# [INSTRUCTIONS FOR THE TASK]
Rewrite each item below, substituting "Mark each occurrence of" for every occurrence of "Point out every instance of" and leaving all other text unchanged.

* start INFORMATION SHOWN *

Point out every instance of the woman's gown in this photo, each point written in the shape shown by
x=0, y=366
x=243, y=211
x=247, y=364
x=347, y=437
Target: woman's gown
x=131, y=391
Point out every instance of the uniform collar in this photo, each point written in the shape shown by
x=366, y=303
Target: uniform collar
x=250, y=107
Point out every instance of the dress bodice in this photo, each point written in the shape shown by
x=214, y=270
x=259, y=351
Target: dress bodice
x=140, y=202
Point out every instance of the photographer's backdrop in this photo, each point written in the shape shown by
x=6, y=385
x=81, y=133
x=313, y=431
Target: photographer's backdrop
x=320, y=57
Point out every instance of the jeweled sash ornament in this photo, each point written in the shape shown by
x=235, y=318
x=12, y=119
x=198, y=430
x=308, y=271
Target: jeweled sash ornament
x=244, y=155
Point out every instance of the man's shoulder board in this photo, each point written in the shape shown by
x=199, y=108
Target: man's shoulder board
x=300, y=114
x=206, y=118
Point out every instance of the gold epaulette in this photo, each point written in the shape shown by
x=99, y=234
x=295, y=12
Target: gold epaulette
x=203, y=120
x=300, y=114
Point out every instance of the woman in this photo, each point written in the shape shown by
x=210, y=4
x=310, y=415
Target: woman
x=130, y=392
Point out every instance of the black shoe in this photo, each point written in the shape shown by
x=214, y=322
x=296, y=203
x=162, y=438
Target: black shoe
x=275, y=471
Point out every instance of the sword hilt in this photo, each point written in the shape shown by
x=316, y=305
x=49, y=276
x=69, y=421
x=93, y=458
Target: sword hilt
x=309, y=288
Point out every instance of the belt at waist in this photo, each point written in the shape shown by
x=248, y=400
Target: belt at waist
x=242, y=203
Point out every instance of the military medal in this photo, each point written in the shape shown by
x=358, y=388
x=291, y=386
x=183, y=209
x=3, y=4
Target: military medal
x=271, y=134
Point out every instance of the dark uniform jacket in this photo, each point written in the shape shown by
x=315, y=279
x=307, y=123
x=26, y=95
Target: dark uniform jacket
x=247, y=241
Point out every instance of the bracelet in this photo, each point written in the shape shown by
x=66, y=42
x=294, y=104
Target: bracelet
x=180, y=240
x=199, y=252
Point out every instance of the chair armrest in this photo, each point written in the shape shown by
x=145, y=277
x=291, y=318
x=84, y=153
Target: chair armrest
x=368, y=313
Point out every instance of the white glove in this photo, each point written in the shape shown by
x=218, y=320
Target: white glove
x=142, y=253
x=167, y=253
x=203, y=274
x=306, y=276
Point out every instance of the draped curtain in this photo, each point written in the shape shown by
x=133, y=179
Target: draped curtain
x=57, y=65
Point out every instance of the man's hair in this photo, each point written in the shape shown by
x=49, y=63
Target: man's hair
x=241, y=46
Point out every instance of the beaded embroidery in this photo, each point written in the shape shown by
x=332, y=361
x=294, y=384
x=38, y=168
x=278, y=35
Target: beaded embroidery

* end INFORMATION SHOWN *

# [SOLUTION TO THE PROBLEM]
Mark each occurrence of the woman's gown in this photo, each point written in the shape shown by
x=0, y=366
x=243, y=211
x=247, y=364
x=347, y=437
Target: woman's gown
x=131, y=391
Mark each occurrence of the uniform collar in this photo, each point written in the shape shown by
x=366, y=303
Target: uniform collar
x=250, y=107
Mark each occurrence of the dress bodice in this photo, each point written in the shape shown by
x=214, y=270
x=259, y=351
Target: dress bodice
x=140, y=202
Mark each occurrence of the photographer's backdrop in this photo, each point written in the shape shown by
x=6, y=385
x=81, y=133
x=313, y=431
Target: photographer's backdrop
x=320, y=57
Mark each occurrence of the jeweled sash ornament in this photo, each point written in the shape shown by
x=235, y=318
x=12, y=119
x=198, y=430
x=308, y=271
Target: jeweled sash ornament
x=244, y=155
Mark each occurrence of the man's shoulder board in this photo, each point written in the shape shown by
x=199, y=108
Target: man's shoulder board
x=300, y=114
x=206, y=118
Mark each occurrence of the gold epaulette in this photo, each point written in the shape shown by
x=99, y=234
x=295, y=12
Target: gold epaulette
x=203, y=120
x=300, y=114
Mark each occurrence of the woman in this photo, each point written in the shape shown by
x=210, y=4
x=310, y=415
Target: woman
x=130, y=392
Mark each occurrence of the black shoe in this photo, each point written in the shape shown by
x=214, y=322
x=296, y=203
x=162, y=438
Target: black shoe
x=275, y=471
Mark each occurrence of the sword hilt in this photo, each point written in the shape shown by
x=316, y=305
x=49, y=276
x=69, y=421
x=93, y=458
Target: sword hilt
x=309, y=288
Mark each occurrence of the belt at waist in this photo, each point written in the shape shown by
x=248, y=400
Target: belt at waist
x=242, y=203
Mark each occurrence of the military medal in this photo, each point written in the shape shown by
x=358, y=388
x=291, y=386
x=183, y=209
x=3, y=4
Target: military medal
x=271, y=134
Mark each occurrence of the dark uniform jacket in this photo, each point written in the shape shown by
x=315, y=279
x=307, y=123
x=26, y=95
Target: dark uniform jacket
x=247, y=241
Mark each occurrence of the bracelet in this photo, each point written in the shape shown by
x=66, y=42
x=294, y=104
Target: bracelet
x=180, y=240
x=199, y=252
Mark each occurrence of the chair armrest in this photo, each point written in the shape shown by
x=145, y=277
x=291, y=318
x=84, y=153
Target: chair armrest
x=368, y=313
Mark each occurrence of the white glove in this photo, each point written in the shape shown by
x=218, y=320
Target: white glove
x=142, y=253
x=167, y=253
x=203, y=274
x=306, y=276
Mark each occurrence of the draped curtain in this photo, each point written in the shape shown by
x=133, y=179
Target: draped curtain
x=57, y=65
Mark each occurrence of the man's hair in this photo, each point written in the shape shown by
x=49, y=63
Target: man's hair
x=241, y=46
Mark each occurrence of the beaded embroidery in this photo, each point written in the shape shown by
x=332, y=361
x=294, y=384
x=38, y=168
x=278, y=35
Target: beaded embroidery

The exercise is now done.